__Set exercise__
Collect each of the lines below that contains the word "photograph".

__Stored records__
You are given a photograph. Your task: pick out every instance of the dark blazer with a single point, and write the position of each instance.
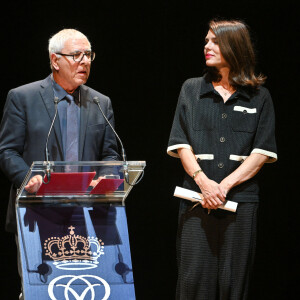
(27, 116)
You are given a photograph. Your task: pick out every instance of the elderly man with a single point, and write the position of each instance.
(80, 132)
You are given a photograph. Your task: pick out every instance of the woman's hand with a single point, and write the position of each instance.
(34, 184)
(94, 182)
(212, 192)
* * *
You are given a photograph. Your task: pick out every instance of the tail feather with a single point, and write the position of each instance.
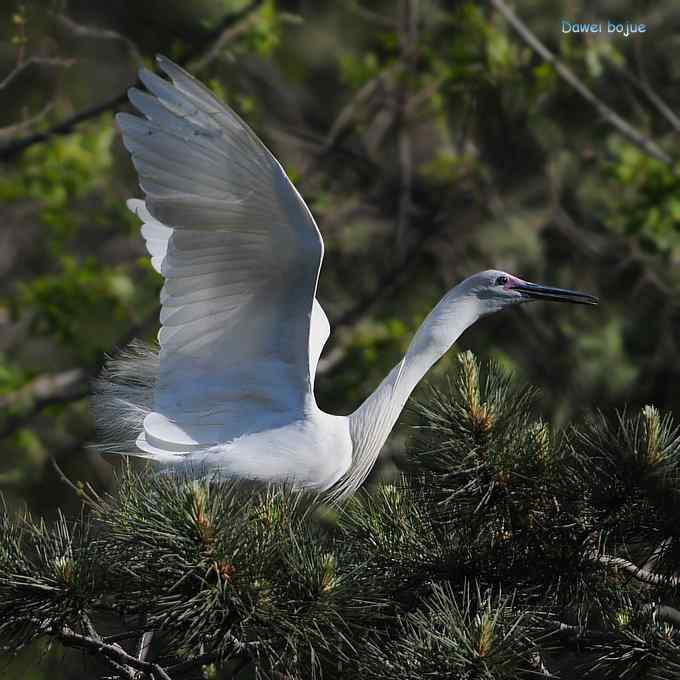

__Response to the task__
You are given a photograph. Your task: pick out every instance of the dark blazer with a single point, and write the position of each instance.
You are given a photograph. Your task: pick out every instance of the elderly man with a single point, and write the position of each instance.
You are given a photograph. Your task: pick out every instance of the woman's hand with a single point, and write the position of each instance.
You are given a photograph. Your task: pick out every instance of the tail feather with a single point, and write the position of each instance.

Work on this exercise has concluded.